• **本文**
1971年12月29日~31日 赤軍派メンバーが榛名ベースへ出発 |   連合赤軍事件スクラップブック (あさま山荘事件、リンチ殺人事件、新聞記事)

(坂東国男が新倉ベースに赤軍派メンバーを迎えに行った)
連合赤軍事件スクラップブック (あさま山荘事件、リンチ殺人事件、新聞記事)-赤軍派・新倉ベース


 今回は、新倉(あらくら)ベースの赤軍派メンバーの様子を掲載する。
 1971年12月 遠山・進藤・行方への総括要求(赤軍派・新倉ベース) の続きとなる。


 12月20日に森と坂東が榛名ベースへやってきた のは、新党結成の検討会議のためであったが、とんとん拍子で新党が結成 されてしまい、そのまま榛名ベースに留まることになった。


 そのため、新倉ベースに残っている赤軍派メンバーを迎えに行くことになったのである。坂東と寺岡が山本順一の運転する車で新倉ベースにやってきた。


■新倉ベースに残っている赤軍派メンバーの状況
(1軍)
青砥幹夫(森の秘書。合法部との連絡役。革左女性との関係を批判される)
植垣康博(爆弾作りなど実用技術に優れる。革左女性への痴漢で批判される)

• **課題 1**
本文のうち、「(坂東国男が新倉ベースに赤軍派メンバーを迎えに行った)」という語句を含む箇所から始まり「車で新倉ベースにやってきた。」で終わる部分を、一字も変えずに書き写しなさい。

• **提供資料**

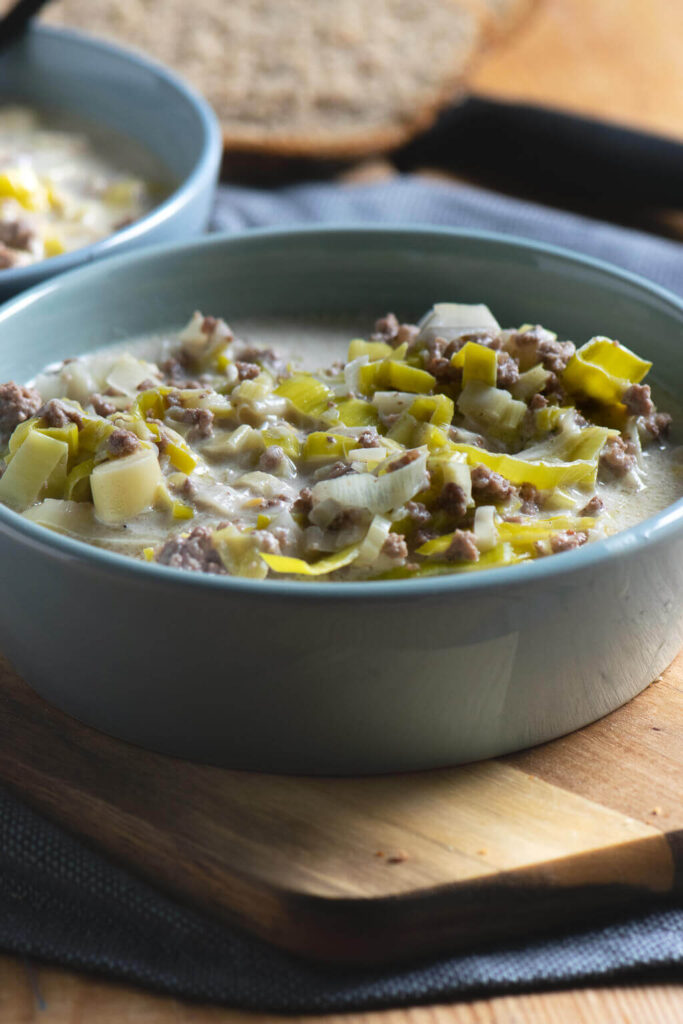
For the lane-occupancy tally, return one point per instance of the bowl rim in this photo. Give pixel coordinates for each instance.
(662, 526)
(206, 164)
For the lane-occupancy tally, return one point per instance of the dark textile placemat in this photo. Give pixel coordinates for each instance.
(65, 903)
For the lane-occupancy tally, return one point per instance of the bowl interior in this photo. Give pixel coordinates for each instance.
(339, 270)
(107, 86)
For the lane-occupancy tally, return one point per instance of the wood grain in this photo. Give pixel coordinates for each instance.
(615, 59)
(382, 867)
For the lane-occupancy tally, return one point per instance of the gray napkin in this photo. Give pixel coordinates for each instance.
(416, 201)
(65, 903)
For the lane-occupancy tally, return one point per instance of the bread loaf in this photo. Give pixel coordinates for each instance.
(323, 79)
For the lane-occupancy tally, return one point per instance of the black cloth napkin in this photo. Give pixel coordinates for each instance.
(61, 902)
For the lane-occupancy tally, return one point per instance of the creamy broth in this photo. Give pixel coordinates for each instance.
(242, 469)
(65, 184)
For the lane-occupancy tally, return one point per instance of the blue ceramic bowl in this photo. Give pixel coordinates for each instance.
(112, 88)
(343, 678)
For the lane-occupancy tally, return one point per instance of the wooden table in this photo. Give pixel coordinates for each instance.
(615, 58)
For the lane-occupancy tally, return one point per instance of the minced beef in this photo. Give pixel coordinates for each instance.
(273, 460)
(304, 502)
(617, 457)
(123, 441)
(404, 460)
(195, 552)
(539, 345)
(453, 500)
(16, 404)
(463, 548)
(637, 399)
(508, 371)
(395, 547)
(489, 486)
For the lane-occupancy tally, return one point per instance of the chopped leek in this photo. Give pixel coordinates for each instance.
(390, 374)
(124, 487)
(437, 409)
(297, 566)
(306, 394)
(603, 370)
(477, 363)
(37, 464)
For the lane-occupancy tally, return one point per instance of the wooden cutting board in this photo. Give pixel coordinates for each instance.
(383, 867)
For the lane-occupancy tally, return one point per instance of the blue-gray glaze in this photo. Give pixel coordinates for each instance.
(342, 678)
(84, 77)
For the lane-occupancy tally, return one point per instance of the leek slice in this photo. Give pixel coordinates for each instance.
(323, 445)
(375, 494)
(40, 461)
(308, 395)
(287, 440)
(373, 349)
(436, 409)
(77, 486)
(603, 370)
(179, 453)
(530, 382)
(485, 534)
(493, 409)
(544, 475)
(124, 487)
(297, 566)
(391, 375)
(478, 364)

• **課題 2**
上のリストについて、「of the chopped」を含む行からリストの最後までを、両端の行も含めてそのまま引用しなさい。

• **解答 1**
(坂東国男が新倉ベースに赤軍派メンバーを迎えに行った)
連合赤軍事件スクラップブック (あさま山荘事件、リンチ殺人事件、新聞記事)-赤軍派・新倉ベース


 今回は、新倉(あらくら)ベースの赤軍派メンバーの様子を掲載する。
 1971年12月 遠山・進藤・行方への総括要求(赤軍派・新倉ベース) の続きとなる。


 12月20日に森と坂東が榛名ベースへやってきた のは、新党結成の検討会議のためであったが、とんとん拍子で新党が結成 されてしまい、そのまま榛名ベースに留まることになった。


 そのため、新倉ベースに残っている赤軍派メンバーを迎えに行くことになったのである。坂東と寺岡が山本順一の運転する車で新倉ベースにやってきた。

• **解答 2**
For the lane-occupancy tally, return one point per instance of the chopped leek in this photo. Give pixel coordinates for each instance.
(390, 374)
(124, 487)
(437, 409)
(297, 566)
(306, 394)
(603, 370)
(477, 363)
(37, 464)
For the lane-occupancy tally, return one point per instance of the wooden cutting board in this photo. Give pixel coordinates for each instance.
(383, 867)
For the lane-occupancy tally, return one point per instance of the blue-gray glaze in this photo. Give pixel coordinates for each instance.
(342, 678)
(84, 77)
For the lane-occupancy tally, return one point per instance of the leek slice in this photo. Give pixel coordinates for each instance.
(323, 445)
(375, 494)
(40, 461)
(308, 395)
(287, 440)
(373, 349)
(436, 409)
(77, 486)
(603, 370)
(179, 453)
(530, 382)
(485, 534)
(493, 409)
(544, 475)
(124, 487)
(297, 566)
(391, 375)
(478, 364)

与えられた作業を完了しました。